__DATA FOR ANALYSIS__.
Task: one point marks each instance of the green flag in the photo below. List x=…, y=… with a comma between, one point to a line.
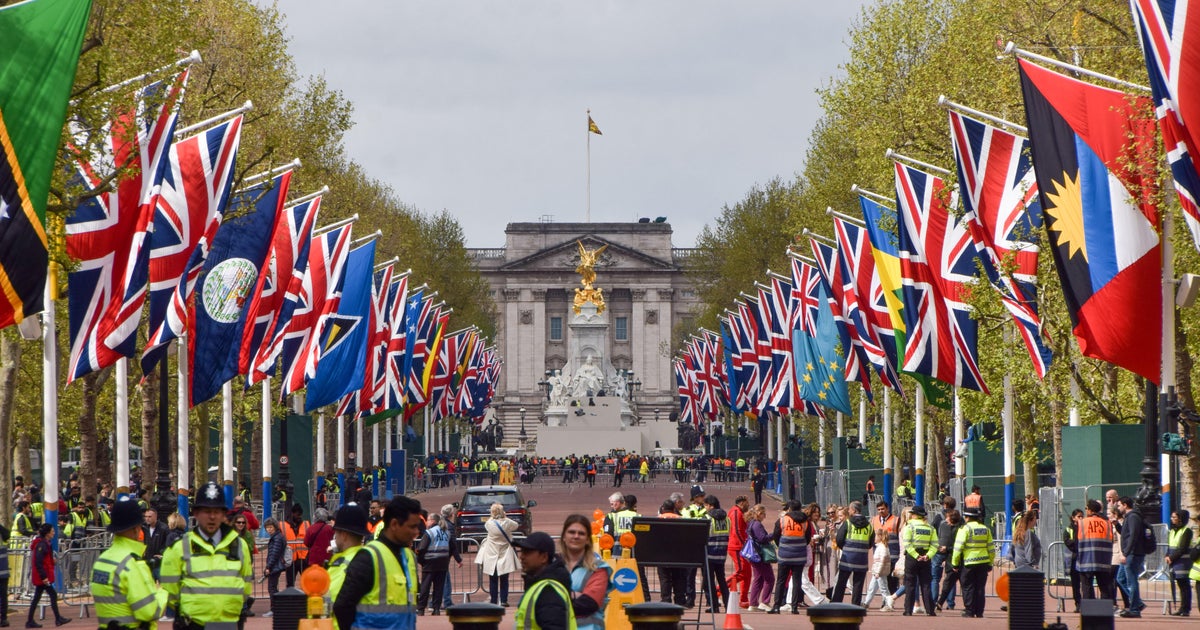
* * *
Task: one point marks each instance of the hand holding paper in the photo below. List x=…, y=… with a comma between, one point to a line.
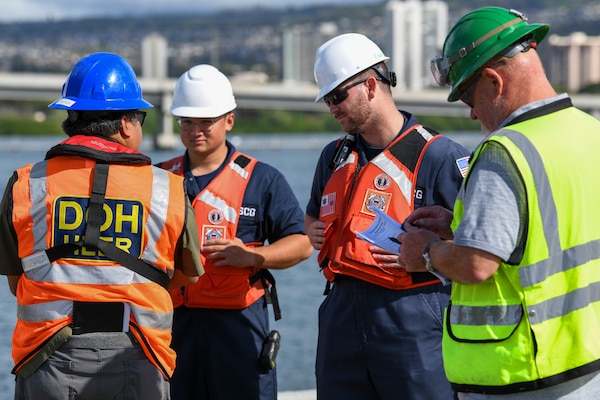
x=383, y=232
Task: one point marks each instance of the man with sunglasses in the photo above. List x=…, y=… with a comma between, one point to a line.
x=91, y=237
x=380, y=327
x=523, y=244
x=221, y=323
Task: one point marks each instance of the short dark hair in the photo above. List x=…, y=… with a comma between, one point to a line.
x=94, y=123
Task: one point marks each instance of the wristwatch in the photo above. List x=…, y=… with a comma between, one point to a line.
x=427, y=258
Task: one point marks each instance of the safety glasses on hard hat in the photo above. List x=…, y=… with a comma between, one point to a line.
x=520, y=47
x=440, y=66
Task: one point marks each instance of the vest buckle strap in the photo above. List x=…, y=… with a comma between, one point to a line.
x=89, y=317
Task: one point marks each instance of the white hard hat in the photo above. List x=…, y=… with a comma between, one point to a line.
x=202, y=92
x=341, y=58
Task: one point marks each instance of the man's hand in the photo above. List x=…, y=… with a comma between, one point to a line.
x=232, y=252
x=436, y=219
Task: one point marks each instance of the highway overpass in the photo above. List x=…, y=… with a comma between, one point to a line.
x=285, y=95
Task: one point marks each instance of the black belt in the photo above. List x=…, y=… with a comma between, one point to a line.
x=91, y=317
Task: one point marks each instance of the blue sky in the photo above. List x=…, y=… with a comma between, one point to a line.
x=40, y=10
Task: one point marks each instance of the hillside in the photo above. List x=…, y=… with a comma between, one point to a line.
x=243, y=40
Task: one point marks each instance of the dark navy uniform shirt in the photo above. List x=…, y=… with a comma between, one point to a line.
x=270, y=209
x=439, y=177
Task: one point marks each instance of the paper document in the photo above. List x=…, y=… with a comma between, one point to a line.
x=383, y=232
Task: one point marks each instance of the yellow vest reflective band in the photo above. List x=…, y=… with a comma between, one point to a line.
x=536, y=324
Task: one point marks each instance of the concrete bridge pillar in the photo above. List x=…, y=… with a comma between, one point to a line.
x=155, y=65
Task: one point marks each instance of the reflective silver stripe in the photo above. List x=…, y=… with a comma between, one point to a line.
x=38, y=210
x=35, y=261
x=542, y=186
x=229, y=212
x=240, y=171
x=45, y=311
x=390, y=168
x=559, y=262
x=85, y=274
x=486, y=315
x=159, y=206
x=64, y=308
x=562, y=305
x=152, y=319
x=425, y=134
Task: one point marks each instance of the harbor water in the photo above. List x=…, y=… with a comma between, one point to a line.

__THE PROBLEM__.
There is a line with "Task: one point marks each instance of the highway" and a line with "Task: one point marks each instance of the harbor" above. Copy exactly those two lines and all lines between them, with nothing else.

__WRITTEN ANSWER__.
Task: one point marks each instance of the highway overpass in the photo above. List x=…, y=… with a comma between, one point to a line.
x=285, y=95
Task: one point marks each instance of the black belt in the photo above. List x=…, y=… with a comma between, one point to a line.
x=91, y=317
Task: one point marks each instance of the blue sky in the photo above. List x=…, y=… with a comma between, one point to a line.
x=40, y=10
Task: one point marks each instance of the hillside in the photo above. List x=…, y=… with a comma between, one point to a line.
x=243, y=40
Task: one point marks each instance of the dark navy uniform shirt in the photo above. List x=…, y=… with a comma between, one point to a line.
x=270, y=209
x=439, y=177
Task: one point marks each instance of the paper document in the photo above. List x=…, y=… with a comma between, one point to a line.
x=383, y=232
Task: one point marks each instance of the yellow vest reflective band in the photo above. List x=…, y=… with a comma between, one point to a line.
x=536, y=324
Task: one point marks each instance of the concrete bridge pillar in the photo above. List x=…, y=… with a comma between, one point to a line.
x=155, y=65
Task: one point marks each instance of the reflective silver stripe in the photo above. List x=…, y=… with a comma between, one point to a line.
x=38, y=210
x=35, y=261
x=542, y=186
x=229, y=212
x=240, y=171
x=45, y=311
x=390, y=168
x=559, y=262
x=85, y=274
x=486, y=315
x=159, y=206
x=64, y=308
x=562, y=305
x=152, y=319
x=425, y=134
Task: one point marks each instance of the harbor water in the photo above. List x=…, y=… with a comma between, one point to a line.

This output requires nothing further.